> _BRIEF_
Take the data from its first line. Print each line exactly until the line containing "[[329, 177], [317, 122], [169, 412]]" has been printed too.

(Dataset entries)
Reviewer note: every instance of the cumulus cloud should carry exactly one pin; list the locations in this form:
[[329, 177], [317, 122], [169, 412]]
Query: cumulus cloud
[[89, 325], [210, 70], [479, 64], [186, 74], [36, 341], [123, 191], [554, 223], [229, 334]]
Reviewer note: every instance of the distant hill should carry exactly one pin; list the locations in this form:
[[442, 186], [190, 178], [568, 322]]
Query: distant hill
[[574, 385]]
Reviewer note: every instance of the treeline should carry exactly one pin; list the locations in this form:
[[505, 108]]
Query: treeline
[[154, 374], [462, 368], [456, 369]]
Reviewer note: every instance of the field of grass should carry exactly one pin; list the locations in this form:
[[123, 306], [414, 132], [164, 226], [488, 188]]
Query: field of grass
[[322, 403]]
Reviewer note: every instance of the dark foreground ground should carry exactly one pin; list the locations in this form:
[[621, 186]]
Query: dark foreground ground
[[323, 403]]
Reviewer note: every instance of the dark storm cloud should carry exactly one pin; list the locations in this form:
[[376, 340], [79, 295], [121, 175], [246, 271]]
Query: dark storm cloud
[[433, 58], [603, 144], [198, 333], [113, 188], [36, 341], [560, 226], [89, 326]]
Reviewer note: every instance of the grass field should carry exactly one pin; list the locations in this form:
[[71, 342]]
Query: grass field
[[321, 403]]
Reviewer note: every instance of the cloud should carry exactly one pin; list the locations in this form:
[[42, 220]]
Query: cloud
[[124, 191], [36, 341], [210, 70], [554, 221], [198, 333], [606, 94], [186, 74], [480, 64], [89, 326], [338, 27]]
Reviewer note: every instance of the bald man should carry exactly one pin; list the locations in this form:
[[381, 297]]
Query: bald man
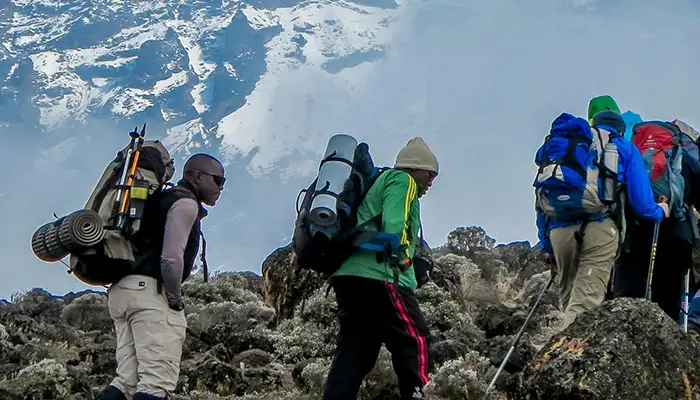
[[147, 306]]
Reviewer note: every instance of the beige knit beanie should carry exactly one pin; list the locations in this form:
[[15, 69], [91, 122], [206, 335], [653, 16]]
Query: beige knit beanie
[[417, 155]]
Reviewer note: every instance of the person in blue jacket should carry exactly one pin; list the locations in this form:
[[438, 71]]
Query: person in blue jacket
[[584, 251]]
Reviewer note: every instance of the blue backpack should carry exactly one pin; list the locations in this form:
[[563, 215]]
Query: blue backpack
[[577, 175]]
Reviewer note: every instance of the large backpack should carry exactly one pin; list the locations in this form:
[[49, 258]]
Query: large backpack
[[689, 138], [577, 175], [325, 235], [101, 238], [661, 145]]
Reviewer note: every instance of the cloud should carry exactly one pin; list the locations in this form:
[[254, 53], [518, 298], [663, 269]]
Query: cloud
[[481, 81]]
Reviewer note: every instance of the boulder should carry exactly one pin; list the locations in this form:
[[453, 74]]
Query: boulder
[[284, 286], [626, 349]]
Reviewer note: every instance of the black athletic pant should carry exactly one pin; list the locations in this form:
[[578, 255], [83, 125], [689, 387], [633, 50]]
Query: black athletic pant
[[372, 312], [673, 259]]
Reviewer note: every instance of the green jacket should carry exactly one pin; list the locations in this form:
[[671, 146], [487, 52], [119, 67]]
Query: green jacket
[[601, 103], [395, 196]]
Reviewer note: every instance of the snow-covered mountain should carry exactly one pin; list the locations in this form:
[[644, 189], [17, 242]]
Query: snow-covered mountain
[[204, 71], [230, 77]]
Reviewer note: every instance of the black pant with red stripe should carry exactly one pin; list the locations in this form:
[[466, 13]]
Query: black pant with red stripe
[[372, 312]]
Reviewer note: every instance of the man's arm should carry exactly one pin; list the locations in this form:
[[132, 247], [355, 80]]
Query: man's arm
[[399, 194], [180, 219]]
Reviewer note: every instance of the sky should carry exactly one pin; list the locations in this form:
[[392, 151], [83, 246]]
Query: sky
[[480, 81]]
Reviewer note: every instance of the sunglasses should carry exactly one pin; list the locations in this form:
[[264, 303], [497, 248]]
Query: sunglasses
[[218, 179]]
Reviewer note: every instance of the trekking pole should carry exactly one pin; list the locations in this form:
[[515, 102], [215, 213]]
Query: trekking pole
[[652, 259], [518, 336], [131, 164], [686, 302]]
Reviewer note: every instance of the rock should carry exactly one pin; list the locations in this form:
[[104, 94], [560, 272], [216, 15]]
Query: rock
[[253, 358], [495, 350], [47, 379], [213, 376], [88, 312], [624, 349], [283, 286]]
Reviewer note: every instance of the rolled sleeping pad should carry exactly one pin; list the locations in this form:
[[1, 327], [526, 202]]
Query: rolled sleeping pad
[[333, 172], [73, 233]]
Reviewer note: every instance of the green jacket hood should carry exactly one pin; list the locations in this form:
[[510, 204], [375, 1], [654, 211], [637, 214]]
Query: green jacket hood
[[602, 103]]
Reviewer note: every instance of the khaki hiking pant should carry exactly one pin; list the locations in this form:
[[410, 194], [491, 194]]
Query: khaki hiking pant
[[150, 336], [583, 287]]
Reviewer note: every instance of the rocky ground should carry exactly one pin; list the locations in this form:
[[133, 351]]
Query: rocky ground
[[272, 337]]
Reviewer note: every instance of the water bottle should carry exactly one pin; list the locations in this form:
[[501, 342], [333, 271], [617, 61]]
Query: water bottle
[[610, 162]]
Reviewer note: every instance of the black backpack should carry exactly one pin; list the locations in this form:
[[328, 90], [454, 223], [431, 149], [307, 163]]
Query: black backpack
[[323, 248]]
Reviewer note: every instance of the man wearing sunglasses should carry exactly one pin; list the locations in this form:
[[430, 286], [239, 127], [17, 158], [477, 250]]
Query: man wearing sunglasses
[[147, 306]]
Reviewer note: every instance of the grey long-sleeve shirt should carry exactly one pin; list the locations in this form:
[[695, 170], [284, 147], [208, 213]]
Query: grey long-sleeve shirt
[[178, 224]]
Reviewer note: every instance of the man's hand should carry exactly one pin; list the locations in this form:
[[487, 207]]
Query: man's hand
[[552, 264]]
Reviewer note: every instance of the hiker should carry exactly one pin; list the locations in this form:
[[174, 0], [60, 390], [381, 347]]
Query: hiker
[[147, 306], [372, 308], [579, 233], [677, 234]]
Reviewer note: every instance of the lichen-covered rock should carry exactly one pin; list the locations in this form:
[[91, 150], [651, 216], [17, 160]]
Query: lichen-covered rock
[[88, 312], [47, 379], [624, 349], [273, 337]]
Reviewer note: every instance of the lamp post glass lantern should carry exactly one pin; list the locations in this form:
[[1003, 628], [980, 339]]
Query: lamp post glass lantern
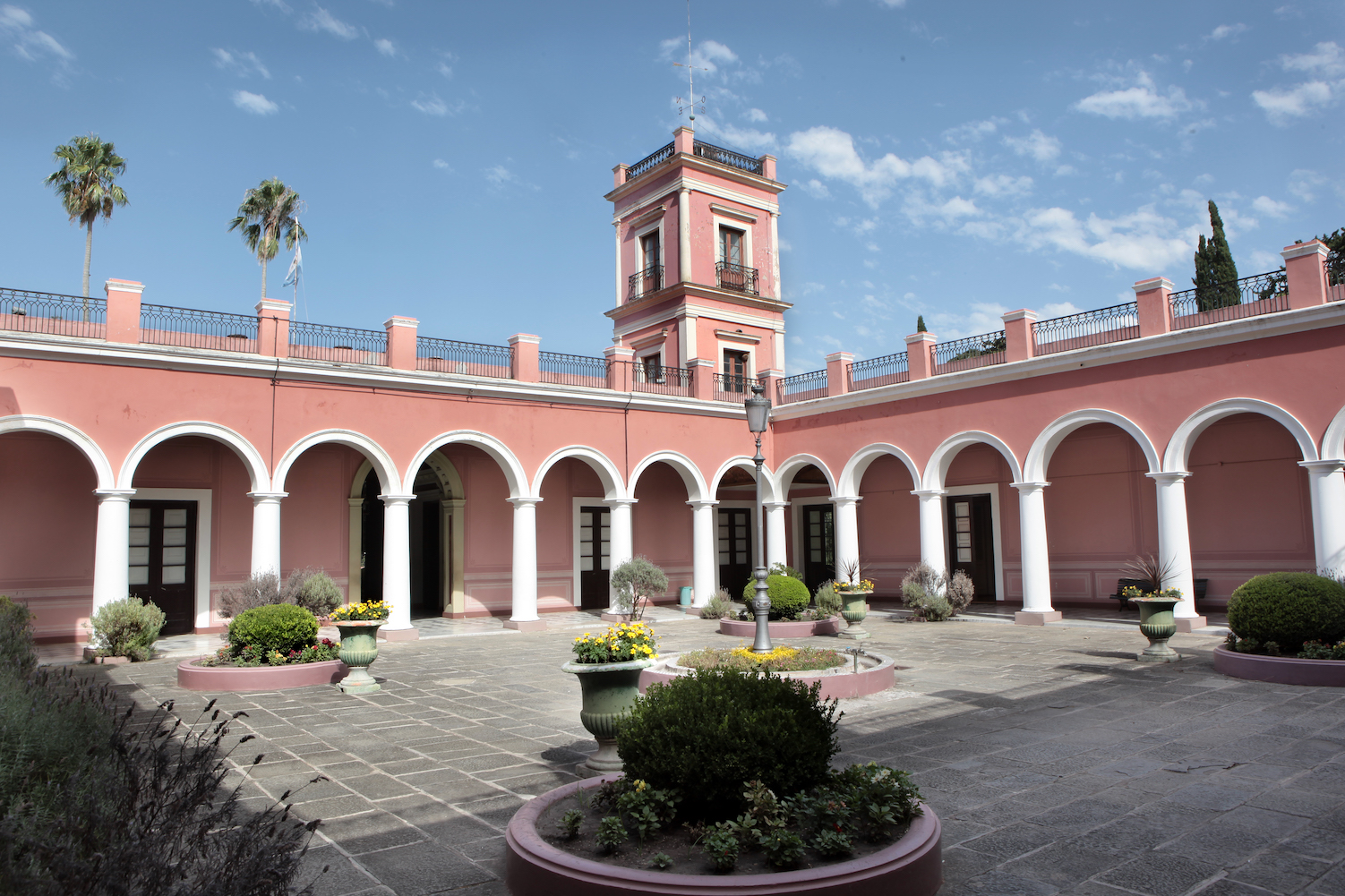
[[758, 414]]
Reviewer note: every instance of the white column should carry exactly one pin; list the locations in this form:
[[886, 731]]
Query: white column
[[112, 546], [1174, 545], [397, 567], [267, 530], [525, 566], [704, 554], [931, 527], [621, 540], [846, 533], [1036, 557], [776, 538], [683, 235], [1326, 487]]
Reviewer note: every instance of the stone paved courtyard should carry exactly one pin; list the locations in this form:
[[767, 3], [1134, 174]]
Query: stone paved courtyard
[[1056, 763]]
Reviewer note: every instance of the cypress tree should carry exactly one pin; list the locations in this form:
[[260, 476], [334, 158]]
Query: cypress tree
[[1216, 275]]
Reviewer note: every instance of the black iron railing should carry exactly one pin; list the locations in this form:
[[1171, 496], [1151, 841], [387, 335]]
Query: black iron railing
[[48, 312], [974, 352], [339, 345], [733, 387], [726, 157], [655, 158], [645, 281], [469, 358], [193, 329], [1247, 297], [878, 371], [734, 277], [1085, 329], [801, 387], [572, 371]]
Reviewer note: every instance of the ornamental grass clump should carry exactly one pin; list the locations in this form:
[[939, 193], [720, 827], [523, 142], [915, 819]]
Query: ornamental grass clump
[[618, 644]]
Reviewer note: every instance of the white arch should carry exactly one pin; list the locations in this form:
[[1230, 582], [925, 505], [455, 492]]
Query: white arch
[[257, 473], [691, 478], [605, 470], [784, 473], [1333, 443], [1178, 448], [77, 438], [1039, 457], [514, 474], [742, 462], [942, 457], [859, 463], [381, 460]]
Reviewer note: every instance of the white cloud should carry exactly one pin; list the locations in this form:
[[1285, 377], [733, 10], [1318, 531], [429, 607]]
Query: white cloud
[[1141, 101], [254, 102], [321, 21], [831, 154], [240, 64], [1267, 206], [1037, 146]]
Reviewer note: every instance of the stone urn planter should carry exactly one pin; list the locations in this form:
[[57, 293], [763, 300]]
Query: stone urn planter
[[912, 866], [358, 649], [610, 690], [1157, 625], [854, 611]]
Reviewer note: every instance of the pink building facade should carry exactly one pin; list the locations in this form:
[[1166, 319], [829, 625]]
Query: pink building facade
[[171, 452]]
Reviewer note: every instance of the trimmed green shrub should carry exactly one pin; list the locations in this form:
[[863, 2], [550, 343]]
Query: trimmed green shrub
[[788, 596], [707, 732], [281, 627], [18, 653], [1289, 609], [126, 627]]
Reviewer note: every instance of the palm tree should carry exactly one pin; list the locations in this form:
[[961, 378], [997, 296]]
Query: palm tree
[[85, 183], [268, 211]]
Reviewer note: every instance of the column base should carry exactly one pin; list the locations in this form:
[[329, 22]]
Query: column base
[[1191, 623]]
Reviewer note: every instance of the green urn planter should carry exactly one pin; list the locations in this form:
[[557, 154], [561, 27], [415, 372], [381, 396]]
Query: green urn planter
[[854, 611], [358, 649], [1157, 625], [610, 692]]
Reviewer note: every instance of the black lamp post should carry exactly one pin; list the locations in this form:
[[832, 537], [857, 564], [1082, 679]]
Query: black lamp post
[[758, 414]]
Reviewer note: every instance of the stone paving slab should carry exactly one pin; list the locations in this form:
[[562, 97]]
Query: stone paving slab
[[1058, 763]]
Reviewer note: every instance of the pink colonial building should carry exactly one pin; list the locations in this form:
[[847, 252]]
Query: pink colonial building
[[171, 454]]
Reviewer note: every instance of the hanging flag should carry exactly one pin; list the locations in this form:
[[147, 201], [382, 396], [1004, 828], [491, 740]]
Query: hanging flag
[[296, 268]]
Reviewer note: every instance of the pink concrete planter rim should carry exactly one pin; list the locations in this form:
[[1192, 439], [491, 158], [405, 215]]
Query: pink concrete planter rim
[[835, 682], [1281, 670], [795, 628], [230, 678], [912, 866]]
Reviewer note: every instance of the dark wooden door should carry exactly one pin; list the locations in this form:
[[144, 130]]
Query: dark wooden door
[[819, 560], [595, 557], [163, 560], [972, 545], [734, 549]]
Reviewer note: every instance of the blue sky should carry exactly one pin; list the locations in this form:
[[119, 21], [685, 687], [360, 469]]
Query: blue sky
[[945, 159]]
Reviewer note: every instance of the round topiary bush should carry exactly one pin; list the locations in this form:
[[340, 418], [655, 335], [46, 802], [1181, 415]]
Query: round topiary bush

> _SOLUTION FOR THIS PROBLEM_
Reviewer note: every instance of the cumulus cloud should carry exactly one pin; list the locations in this form:
[[329, 177], [317, 122], [169, 412]]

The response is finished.